__WHAT YOU SHOULD DO__
Scale the listing from its start through the line containing "x=335 y=205", both ends included, by reproducing every line, requests included, with each coordinate in the answers multiplied by 2.3 and rounded to a whole number, halves up. Leave out the pictures and give nothing beyond this part.

__DATA PROVIDED__
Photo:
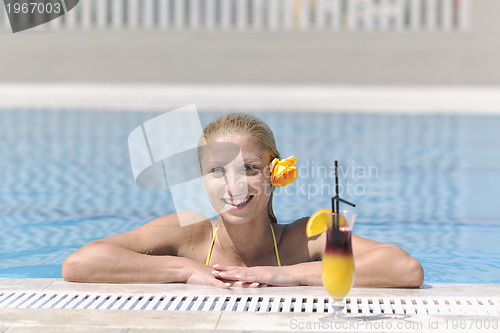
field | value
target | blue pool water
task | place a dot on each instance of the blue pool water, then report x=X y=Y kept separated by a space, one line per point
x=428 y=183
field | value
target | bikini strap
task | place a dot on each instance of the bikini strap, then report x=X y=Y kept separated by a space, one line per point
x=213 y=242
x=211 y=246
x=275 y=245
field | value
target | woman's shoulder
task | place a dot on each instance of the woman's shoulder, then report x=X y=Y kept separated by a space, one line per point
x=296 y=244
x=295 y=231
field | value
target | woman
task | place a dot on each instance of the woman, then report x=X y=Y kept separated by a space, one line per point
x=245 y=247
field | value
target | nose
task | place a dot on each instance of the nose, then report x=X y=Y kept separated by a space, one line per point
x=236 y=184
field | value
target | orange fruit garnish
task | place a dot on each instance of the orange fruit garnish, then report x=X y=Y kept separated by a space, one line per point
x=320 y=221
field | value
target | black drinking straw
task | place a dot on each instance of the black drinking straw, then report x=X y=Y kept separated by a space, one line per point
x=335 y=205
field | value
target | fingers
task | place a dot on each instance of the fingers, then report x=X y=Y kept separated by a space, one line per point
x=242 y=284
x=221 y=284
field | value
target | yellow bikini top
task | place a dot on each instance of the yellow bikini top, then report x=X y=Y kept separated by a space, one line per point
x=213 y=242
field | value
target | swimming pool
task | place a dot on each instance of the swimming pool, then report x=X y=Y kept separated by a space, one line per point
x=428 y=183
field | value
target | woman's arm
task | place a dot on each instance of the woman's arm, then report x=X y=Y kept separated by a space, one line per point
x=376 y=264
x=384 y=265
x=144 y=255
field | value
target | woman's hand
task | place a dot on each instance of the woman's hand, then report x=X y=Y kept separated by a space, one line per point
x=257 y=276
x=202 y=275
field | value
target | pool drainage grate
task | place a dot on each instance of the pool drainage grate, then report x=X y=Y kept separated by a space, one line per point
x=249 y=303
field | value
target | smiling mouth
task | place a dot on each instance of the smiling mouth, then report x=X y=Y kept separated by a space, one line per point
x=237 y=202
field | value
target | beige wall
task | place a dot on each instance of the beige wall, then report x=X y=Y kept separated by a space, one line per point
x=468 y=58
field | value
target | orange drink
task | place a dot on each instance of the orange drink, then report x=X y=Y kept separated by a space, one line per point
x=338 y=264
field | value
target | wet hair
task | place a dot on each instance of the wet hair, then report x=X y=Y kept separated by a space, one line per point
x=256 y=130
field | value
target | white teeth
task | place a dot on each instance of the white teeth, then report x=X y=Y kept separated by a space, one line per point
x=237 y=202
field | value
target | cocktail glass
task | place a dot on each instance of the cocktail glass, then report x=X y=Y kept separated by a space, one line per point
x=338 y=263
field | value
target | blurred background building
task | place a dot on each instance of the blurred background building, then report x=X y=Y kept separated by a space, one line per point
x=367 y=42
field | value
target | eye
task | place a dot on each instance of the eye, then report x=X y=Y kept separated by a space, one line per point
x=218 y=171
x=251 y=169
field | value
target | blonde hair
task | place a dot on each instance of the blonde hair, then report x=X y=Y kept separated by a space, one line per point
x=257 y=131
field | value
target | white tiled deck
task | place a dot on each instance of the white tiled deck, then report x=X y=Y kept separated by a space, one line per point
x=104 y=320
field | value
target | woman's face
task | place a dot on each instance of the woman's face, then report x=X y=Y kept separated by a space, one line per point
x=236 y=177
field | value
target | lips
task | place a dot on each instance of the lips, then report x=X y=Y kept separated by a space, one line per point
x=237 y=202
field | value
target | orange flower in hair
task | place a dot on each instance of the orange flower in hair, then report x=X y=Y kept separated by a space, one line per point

__FINAL ANSWER__
Photo:
field | value
target | blue pool water
task | place a dot on each instance of the blue pool water, then report x=X y=Y kept separated by a space, one line per point
x=984 y=421
field | value
target | bikini strap
task | place a dot on each instance of the bikini strap, then report x=X y=Y kept separated by a space, one line per point
x=490 y=557
x=485 y=566
x=633 y=564
field | value
target | woman's shoulder
task | place a dot on each instance of the woman's shoulder, then report x=X y=Y kept separated by a space, one line per point
x=681 y=561
x=679 y=531
field | value
target | woman
task | place a dot on each instance of the woman, then report x=X y=Y kept separated by a space, one line per point
x=564 y=568
field | value
target | nose
task | place a dot on each instance of the nose, then report x=X y=Y kept separated by a space, one line per point
x=543 y=423
field | value
target | orange fruit garnish
task | place a dot on each instance of the orange fruit garnish, then report x=X y=Y kept separated by a space, one line per point
x=736 y=508
field | value
target | black drinking straw
task | place a dot on each instance of the black drinking straw, then report x=X y=Y kept separated by a space, one line per point
x=771 y=472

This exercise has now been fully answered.